Set task -> List every line of the entries below that contains the word "patch", matching case exactly.

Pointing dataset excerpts
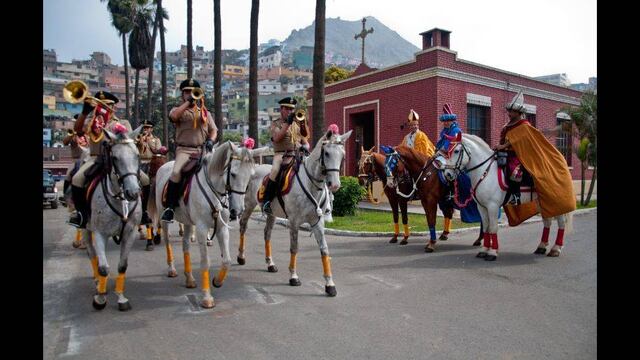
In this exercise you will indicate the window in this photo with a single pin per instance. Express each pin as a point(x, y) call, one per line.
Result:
point(477, 121)
point(563, 141)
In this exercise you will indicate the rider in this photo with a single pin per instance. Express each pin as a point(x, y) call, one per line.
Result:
point(102, 117)
point(148, 145)
point(286, 134)
point(194, 126)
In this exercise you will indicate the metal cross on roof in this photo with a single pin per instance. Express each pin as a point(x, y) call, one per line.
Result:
point(362, 35)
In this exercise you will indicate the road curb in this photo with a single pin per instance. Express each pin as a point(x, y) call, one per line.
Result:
point(328, 231)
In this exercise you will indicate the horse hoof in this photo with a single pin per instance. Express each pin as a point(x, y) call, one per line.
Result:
point(207, 303)
point(98, 306)
point(541, 251)
point(330, 290)
point(490, 257)
point(553, 253)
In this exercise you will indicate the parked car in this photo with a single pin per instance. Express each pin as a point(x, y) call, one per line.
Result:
point(49, 190)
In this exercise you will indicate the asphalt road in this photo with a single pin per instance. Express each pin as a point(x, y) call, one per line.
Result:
point(394, 302)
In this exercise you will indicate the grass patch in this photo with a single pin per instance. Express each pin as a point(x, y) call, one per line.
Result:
point(382, 221)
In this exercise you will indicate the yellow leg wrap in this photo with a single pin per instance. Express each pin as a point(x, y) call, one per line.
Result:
point(222, 274)
point(102, 284)
point(205, 280)
point(94, 266)
point(187, 262)
point(326, 265)
point(241, 247)
point(267, 248)
point(292, 262)
point(120, 283)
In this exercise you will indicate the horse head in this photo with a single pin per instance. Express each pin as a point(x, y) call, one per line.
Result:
point(124, 158)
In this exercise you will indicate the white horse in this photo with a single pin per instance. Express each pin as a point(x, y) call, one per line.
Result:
point(222, 179)
point(115, 211)
point(308, 201)
point(470, 156)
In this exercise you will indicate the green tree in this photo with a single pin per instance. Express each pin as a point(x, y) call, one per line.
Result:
point(335, 73)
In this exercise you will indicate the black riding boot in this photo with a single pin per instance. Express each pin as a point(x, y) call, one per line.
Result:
point(145, 199)
point(81, 216)
point(172, 201)
point(269, 194)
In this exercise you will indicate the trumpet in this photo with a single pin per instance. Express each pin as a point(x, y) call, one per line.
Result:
point(76, 91)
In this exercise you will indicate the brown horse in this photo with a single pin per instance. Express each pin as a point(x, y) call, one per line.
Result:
point(371, 168)
point(416, 168)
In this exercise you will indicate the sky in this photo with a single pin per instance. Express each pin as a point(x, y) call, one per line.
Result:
point(533, 38)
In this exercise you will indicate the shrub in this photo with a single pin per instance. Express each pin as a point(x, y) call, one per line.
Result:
point(347, 197)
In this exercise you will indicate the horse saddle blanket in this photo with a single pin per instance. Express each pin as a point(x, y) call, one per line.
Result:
point(184, 188)
point(285, 181)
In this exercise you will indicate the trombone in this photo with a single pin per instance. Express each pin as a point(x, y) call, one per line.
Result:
point(76, 91)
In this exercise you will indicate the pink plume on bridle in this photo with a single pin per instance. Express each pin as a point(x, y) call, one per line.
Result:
point(249, 143)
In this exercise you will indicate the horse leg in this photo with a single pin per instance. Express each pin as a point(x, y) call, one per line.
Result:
point(405, 221)
point(201, 235)
point(393, 202)
point(190, 282)
point(170, 261)
point(125, 248)
point(271, 266)
point(432, 208)
point(223, 240)
point(544, 241)
point(244, 220)
point(557, 248)
point(293, 250)
point(100, 298)
point(318, 232)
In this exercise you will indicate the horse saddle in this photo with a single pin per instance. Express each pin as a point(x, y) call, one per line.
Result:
point(284, 181)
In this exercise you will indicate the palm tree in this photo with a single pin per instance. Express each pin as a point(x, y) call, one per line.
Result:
point(253, 71)
point(139, 48)
point(122, 15)
point(217, 68)
point(318, 73)
point(189, 41)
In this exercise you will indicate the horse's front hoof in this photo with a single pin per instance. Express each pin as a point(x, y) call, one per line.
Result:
point(553, 253)
point(126, 306)
point(541, 251)
point(490, 257)
point(207, 303)
point(330, 290)
point(97, 305)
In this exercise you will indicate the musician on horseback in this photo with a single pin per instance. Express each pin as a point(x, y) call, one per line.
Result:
point(101, 117)
point(286, 135)
point(194, 126)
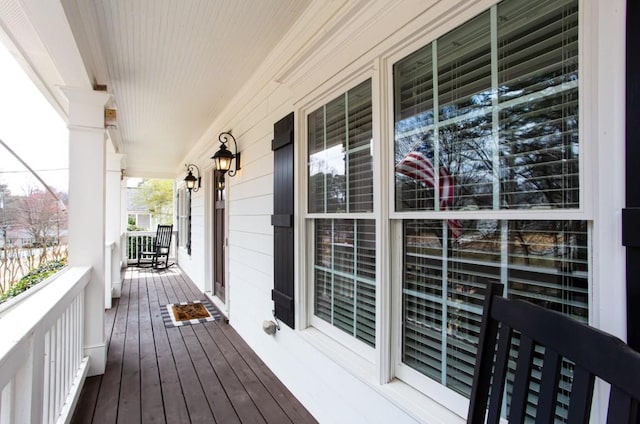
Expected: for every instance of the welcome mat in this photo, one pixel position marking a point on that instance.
(188, 313)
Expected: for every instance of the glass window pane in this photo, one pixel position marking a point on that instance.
(496, 124)
(444, 280)
(538, 91)
(340, 160)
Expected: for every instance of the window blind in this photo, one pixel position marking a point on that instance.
(340, 154)
(545, 262)
(344, 276)
(496, 100)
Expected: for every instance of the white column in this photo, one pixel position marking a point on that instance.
(87, 189)
(113, 224)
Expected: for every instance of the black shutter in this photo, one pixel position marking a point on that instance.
(282, 220)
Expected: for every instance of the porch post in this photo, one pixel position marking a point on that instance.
(113, 224)
(87, 211)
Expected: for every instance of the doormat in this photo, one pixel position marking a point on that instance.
(188, 313)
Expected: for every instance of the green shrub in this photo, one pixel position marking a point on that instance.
(34, 277)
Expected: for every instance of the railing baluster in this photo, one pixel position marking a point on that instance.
(46, 397)
(8, 403)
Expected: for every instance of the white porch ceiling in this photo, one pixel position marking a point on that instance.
(171, 65)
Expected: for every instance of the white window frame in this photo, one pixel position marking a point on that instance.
(417, 394)
(308, 318)
(440, 393)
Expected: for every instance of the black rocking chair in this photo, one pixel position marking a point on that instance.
(594, 353)
(158, 257)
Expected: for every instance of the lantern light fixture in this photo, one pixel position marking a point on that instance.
(192, 182)
(223, 157)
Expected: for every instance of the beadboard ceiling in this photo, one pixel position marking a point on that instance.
(171, 65)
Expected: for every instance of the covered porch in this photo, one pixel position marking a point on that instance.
(379, 274)
(167, 374)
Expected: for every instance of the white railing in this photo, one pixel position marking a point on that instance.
(42, 367)
(143, 240)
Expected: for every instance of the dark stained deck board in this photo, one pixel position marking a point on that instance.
(129, 400)
(175, 406)
(203, 373)
(151, 392)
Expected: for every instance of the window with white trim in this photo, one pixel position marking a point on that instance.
(486, 122)
(485, 186)
(340, 212)
(183, 217)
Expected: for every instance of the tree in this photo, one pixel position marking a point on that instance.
(157, 197)
(39, 215)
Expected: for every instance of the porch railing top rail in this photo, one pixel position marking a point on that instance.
(44, 306)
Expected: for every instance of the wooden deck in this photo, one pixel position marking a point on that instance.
(202, 373)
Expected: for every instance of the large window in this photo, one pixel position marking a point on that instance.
(486, 122)
(482, 129)
(340, 187)
(488, 113)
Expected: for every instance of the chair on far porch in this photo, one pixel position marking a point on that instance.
(158, 256)
(594, 353)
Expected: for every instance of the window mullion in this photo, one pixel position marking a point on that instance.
(355, 278)
(333, 275)
(325, 193)
(436, 128)
(495, 112)
(445, 297)
(346, 150)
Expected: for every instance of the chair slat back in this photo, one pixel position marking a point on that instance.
(163, 236)
(593, 352)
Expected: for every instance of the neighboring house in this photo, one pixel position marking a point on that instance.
(22, 238)
(139, 214)
(396, 157)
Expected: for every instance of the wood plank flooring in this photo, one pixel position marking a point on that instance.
(203, 373)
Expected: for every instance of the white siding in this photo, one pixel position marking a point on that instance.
(333, 42)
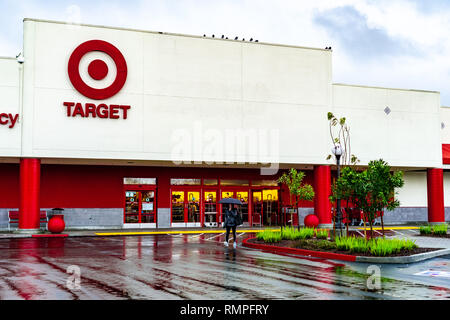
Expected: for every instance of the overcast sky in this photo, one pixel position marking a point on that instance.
(388, 43)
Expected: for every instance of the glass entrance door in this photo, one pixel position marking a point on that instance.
(140, 209)
(210, 210)
(185, 208)
(270, 207)
(243, 209)
(257, 208)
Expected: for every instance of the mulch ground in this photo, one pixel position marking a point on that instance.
(313, 244)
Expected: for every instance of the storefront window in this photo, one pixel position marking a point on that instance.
(184, 182)
(210, 182)
(139, 180)
(257, 183)
(226, 182)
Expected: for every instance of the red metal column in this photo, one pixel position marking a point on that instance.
(30, 174)
(322, 205)
(435, 192)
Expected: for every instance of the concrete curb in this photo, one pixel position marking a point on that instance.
(404, 259)
(345, 257)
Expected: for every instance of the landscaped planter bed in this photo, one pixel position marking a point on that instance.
(312, 242)
(434, 235)
(313, 245)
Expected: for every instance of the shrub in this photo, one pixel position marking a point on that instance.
(377, 246)
(440, 229)
(291, 233)
(321, 234)
(269, 236)
(425, 230)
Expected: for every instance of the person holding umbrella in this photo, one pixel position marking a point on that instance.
(232, 219)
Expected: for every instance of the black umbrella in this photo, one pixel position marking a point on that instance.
(230, 201)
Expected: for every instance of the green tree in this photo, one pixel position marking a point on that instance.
(299, 190)
(371, 190)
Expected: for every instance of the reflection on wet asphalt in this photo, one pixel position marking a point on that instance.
(193, 267)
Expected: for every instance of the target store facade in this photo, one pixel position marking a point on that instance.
(136, 129)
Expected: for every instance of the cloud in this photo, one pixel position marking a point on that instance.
(349, 27)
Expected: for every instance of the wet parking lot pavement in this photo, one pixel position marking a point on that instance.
(197, 266)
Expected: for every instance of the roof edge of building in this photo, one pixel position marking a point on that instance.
(383, 88)
(174, 34)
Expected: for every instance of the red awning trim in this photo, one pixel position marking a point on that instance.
(446, 153)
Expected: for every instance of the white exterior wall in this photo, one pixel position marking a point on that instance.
(445, 119)
(10, 138)
(176, 85)
(409, 136)
(182, 87)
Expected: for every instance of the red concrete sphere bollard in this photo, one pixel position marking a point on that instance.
(56, 224)
(311, 221)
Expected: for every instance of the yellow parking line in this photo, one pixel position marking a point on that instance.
(171, 232)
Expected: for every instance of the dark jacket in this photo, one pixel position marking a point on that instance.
(231, 218)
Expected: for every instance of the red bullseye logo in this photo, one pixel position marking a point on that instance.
(97, 69)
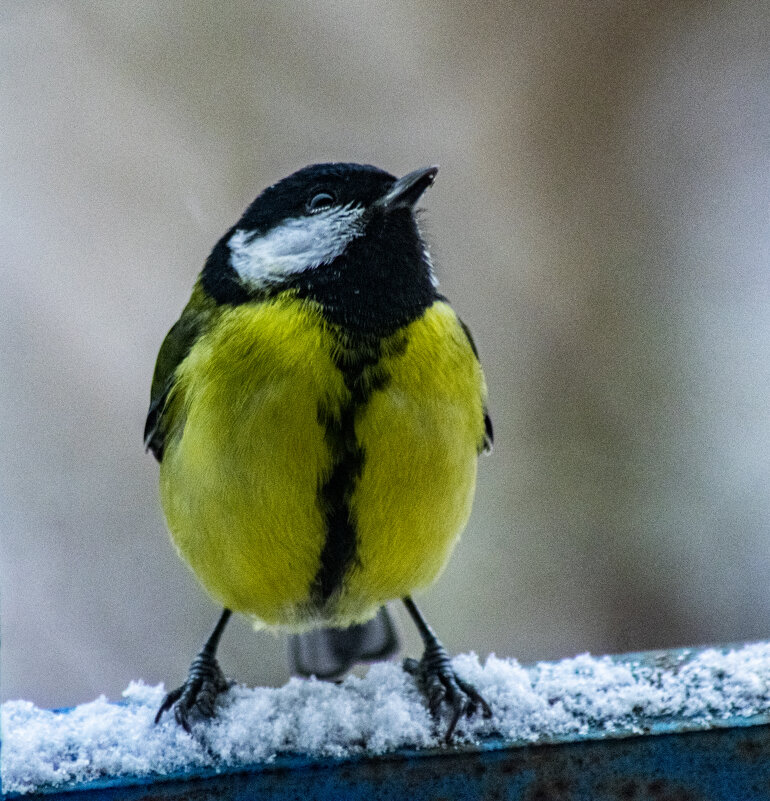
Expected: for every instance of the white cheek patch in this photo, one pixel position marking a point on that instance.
(295, 245)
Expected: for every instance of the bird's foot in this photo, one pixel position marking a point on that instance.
(198, 695)
(438, 682)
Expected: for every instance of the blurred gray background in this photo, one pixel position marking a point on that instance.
(601, 221)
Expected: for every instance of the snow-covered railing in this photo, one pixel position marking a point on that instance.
(687, 724)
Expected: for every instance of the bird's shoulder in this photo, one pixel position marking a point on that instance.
(196, 319)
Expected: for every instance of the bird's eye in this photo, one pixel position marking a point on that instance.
(320, 202)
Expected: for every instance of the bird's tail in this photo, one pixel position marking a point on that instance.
(328, 653)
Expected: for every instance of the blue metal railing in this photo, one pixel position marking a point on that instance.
(666, 759)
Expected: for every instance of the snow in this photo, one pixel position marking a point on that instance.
(379, 713)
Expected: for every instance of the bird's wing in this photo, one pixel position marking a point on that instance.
(173, 351)
(489, 434)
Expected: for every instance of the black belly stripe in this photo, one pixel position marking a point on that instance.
(363, 375)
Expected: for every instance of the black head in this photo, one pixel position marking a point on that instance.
(341, 234)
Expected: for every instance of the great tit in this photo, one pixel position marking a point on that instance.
(317, 412)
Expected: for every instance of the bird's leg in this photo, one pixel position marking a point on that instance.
(205, 682)
(436, 678)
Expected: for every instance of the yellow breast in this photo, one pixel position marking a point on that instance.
(249, 452)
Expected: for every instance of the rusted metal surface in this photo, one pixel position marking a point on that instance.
(662, 760)
(723, 764)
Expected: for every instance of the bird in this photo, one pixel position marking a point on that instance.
(318, 411)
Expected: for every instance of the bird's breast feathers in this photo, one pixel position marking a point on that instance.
(309, 476)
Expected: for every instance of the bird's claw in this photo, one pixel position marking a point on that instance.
(439, 683)
(198, 695)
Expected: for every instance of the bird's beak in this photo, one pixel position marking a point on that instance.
(408, 190)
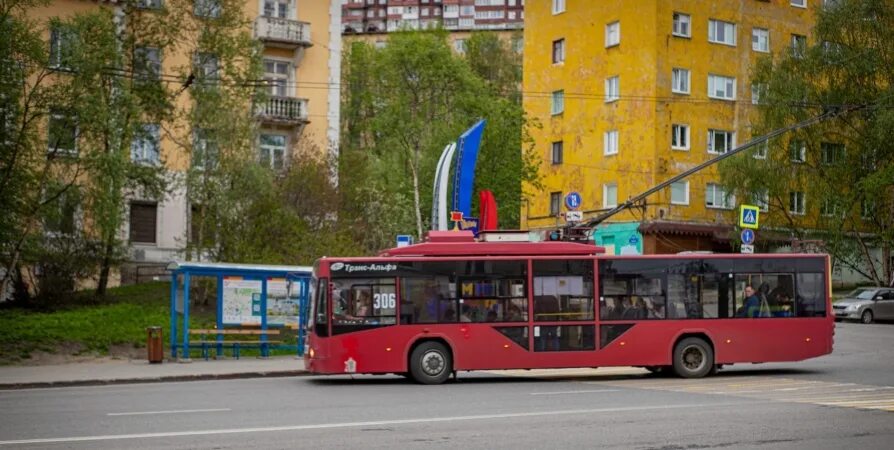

Answer below ->
In this exercise you will indicate the grass patch in this photo with a single pin per instance. Express each pin as a point(x, y) call, one per line.
Expected: for every instance of the white cheek patch in this photo, one pixel position marking a point on that instance.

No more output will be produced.